The records »
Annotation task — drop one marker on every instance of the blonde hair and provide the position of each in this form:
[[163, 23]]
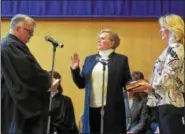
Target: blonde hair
[[112, 36], [175, 25]]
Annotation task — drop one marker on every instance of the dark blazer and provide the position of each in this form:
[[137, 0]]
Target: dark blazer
[[118, 76], [62, 115], [138, 113]]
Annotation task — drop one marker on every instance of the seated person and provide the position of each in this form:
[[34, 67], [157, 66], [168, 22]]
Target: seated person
[[136, 109], [62, 112]]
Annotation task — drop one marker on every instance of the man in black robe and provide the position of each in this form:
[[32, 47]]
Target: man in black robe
[[24, 84]]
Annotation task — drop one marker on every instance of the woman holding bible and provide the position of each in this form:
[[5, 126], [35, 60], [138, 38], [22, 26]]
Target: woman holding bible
[[166, 88]]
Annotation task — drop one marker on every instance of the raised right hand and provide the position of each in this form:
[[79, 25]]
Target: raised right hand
[[75, 61]]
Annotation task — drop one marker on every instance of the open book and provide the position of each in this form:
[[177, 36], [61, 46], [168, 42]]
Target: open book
[[134, 84]]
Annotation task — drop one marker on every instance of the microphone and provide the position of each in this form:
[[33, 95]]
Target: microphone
[[54, 42]]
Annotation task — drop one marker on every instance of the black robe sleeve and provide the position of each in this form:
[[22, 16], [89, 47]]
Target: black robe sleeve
[[26, 81], [63, 117]]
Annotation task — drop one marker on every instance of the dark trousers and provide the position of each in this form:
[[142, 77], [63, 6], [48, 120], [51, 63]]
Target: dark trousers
[[171, 119], [95, 121]]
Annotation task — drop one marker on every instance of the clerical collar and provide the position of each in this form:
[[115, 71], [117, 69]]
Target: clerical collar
[[105, 54]]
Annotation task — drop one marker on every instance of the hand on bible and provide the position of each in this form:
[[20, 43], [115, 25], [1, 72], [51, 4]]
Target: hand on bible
[[55, 84], [143, 87], [75, 61]]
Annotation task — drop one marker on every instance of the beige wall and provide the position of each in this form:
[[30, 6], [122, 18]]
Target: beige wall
[[140, 41]]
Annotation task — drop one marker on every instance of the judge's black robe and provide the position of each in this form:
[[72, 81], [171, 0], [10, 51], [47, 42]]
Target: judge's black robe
[[63, 117], [24, 86]]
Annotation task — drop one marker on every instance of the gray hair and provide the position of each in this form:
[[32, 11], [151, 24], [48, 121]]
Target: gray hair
[[113, 36], [19, 18]]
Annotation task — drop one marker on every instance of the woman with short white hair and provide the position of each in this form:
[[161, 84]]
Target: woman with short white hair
[[167, 82]]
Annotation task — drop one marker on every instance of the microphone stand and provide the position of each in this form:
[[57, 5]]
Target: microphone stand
[[102, 112], [50, 98]]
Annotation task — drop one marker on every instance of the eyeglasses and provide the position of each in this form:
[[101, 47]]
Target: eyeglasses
[[30, 31]]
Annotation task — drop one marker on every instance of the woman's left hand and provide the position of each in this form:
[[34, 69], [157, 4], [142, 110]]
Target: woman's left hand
[[144, 87]]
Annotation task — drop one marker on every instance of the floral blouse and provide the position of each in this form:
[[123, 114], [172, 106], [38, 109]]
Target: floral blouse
[[168, 77]]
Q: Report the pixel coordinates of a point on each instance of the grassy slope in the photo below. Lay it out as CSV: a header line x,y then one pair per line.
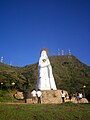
x,y
67,111
69,73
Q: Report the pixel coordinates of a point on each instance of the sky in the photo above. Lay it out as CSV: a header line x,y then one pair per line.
x,y
27,26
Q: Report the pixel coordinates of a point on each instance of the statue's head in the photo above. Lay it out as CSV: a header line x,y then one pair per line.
x,y
44,52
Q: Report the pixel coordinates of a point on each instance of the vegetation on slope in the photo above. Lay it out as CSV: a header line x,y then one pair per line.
x,y
70,74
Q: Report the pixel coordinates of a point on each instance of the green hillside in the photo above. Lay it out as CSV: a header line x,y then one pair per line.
x,y
70,74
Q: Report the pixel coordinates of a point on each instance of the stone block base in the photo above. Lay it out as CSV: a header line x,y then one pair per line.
x,y
48,96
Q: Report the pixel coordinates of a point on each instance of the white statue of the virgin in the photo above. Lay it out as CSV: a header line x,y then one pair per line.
x,y
45,76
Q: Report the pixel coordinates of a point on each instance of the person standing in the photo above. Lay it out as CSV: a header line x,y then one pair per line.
x,y
39,95
63,96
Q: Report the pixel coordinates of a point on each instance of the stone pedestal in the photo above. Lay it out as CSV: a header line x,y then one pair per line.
x,y
51,96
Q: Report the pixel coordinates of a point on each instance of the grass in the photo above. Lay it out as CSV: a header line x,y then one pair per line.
x,y
67,111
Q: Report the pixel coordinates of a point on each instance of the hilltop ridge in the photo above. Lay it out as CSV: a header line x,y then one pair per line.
x,y
69,73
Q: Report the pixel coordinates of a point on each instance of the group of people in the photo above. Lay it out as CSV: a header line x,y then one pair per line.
x,y
37,94
79,96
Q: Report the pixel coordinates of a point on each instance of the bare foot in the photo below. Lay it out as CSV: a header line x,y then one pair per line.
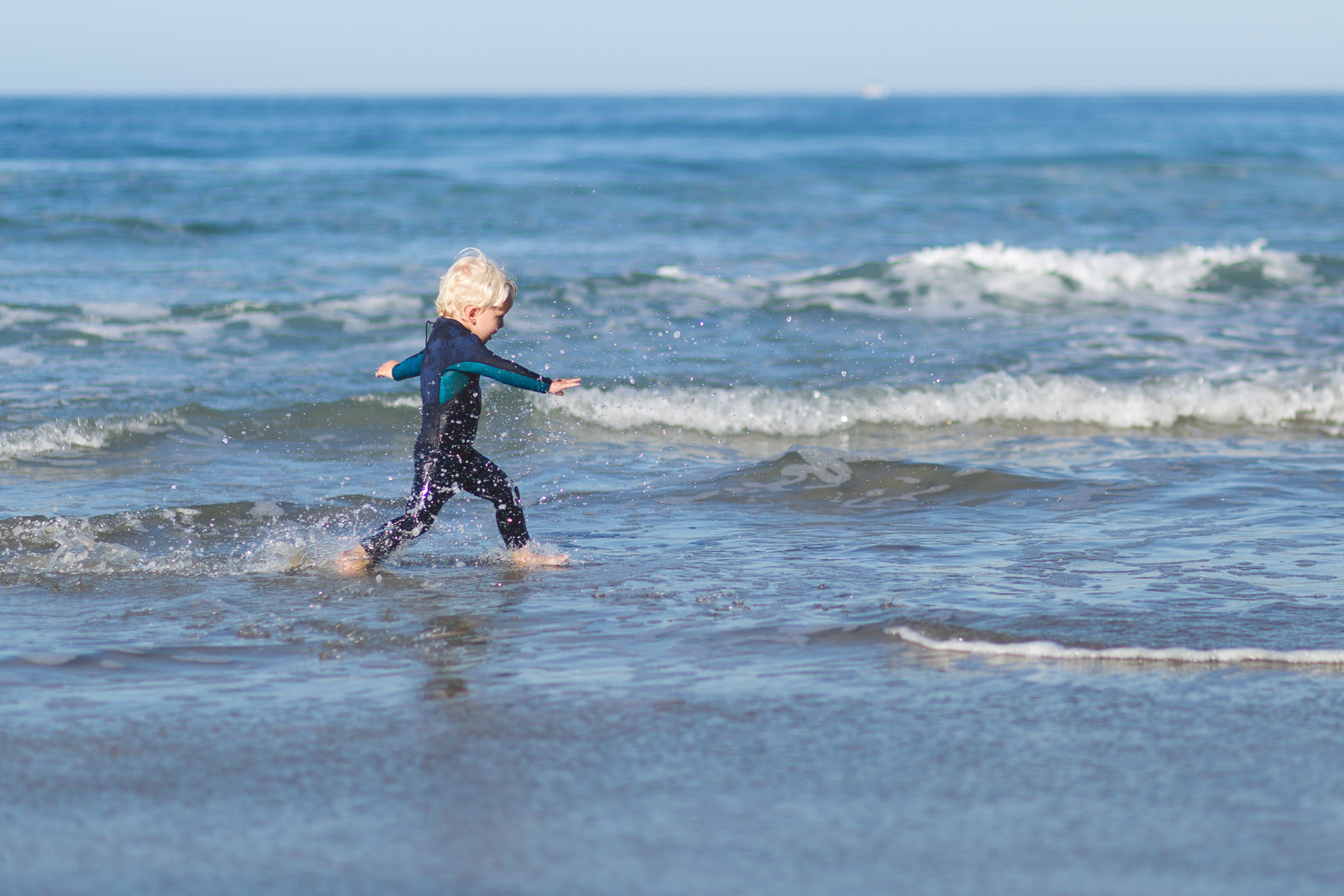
x,y
354,562
528,558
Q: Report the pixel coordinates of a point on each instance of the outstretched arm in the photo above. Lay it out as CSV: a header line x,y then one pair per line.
x,y
403,371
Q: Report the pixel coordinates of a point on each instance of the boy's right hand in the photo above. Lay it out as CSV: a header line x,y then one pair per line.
x,y
560,386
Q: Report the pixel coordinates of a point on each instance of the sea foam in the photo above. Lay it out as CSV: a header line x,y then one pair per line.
x,y
997,277
1051,651
80,434
992,397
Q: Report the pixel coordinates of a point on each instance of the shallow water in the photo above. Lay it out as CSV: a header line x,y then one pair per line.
x,y
952,497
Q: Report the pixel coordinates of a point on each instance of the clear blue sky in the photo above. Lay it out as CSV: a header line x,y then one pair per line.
x,y
693,46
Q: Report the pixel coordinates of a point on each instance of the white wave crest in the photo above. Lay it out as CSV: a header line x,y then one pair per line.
x,y
994,397
18,445
1051,651
995,277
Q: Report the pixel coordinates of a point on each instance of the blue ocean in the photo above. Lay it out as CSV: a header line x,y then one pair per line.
x,y
952,497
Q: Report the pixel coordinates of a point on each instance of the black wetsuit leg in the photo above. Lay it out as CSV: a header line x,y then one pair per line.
x,y
439,476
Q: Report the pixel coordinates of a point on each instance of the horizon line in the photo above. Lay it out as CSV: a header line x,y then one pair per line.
x,y
675,94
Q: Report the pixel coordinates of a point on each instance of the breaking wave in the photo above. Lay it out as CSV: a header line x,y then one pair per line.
x,y
994,397
80,434
1051,651
995,277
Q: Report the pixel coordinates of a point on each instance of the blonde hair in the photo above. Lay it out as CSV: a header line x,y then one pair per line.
x,y
473,281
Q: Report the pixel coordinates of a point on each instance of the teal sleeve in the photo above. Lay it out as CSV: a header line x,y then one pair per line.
x,y
509,378
409,368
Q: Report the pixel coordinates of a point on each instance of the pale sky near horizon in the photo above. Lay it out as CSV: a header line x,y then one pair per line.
x,y
693,47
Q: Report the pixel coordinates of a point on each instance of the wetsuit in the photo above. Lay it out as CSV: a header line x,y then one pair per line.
x,y
451,370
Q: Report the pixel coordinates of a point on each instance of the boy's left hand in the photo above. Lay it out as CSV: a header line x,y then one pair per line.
x,y
560,386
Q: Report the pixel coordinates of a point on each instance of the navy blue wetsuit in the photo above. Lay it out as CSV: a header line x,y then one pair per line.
x,y
451,370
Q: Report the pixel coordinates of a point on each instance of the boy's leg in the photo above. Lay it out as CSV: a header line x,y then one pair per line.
x,y
477,475
434,484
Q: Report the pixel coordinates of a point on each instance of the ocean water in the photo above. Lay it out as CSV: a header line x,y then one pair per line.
x,y
954,497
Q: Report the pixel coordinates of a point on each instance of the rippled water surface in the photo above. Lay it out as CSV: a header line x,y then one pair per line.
x,y
952,497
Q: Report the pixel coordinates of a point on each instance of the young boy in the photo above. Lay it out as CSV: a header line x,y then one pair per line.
x,y
473,297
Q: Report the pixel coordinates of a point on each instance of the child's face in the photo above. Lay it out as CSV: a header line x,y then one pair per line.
x,y
487,321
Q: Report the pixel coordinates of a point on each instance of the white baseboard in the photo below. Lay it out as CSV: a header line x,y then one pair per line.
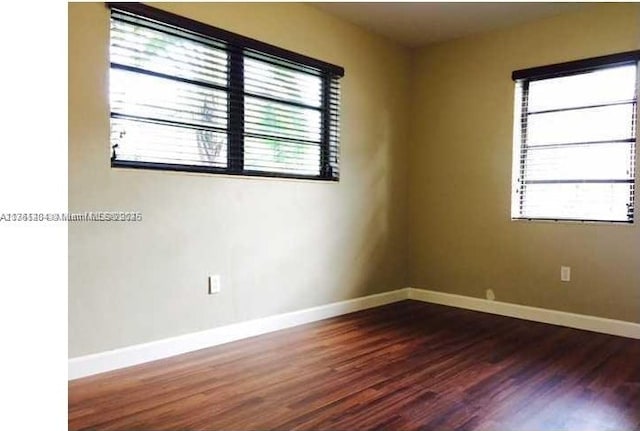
x,y
125,357
554,317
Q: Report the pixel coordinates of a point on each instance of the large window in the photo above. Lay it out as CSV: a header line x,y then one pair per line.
x,y
188,96
575,140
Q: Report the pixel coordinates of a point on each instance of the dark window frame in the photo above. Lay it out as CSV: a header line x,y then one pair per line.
x,y
240,47
525,76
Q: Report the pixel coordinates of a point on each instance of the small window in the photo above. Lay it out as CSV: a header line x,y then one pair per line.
x,y
187,96
575,140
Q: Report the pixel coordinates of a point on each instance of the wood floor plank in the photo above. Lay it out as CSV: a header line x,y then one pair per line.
x,y
404,366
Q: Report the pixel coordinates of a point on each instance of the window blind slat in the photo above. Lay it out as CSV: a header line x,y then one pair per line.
x,y
575,146
187,96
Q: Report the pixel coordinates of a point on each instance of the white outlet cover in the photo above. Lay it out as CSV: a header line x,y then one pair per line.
x,y
565,273
214,284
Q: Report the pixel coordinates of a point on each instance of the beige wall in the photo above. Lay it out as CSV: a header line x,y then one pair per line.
x,y
461,237
283,245
279,245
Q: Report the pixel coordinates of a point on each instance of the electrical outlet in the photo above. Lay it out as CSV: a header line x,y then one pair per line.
x,y
565,273
214,284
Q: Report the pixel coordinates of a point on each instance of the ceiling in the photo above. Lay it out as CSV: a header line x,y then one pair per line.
x,y
420,23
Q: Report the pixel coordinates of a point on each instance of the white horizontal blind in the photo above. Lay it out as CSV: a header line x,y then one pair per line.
x,y
182,99
576,145
168,93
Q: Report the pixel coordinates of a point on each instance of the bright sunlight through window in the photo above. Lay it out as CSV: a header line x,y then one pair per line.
x,y
187,96
574,145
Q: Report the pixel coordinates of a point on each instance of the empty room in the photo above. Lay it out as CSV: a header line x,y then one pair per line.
x,y
353,216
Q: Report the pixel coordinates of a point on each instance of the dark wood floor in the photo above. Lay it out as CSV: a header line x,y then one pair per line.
x,y
405,366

Work required »
Please rewrite the records from their first line through the line holding "[[136, 109], [62, 112]]", inclusive, as a JSON list of strings, one string per line, with blank lines omitted. Leave the pictures out of the answer.

Answer to this problem »
[
  "Annotation task — drop one marker on every instance of the blonde hair and provide the position of each in this form:",
  "[[163, 23]]",
  "Target: blonde hair",
  "[[112, 36], [175, 25]]",
  "Annotation task — drop one marker on every instance of the dark blazer and provide the position of each in this form:",
  "[[137, 0]]",
  "Target: dark blazer",
  "[[118, 76], [62, 115], [138, 113]]",
  "Annotation task — drop one marker on every instance of the seated person and provide the position of each in this form:",
  "[[34, 67], [157, 66], [168, 22]]",
  "Target: seated person",
  "[[136, 109], [62, 112]]"
]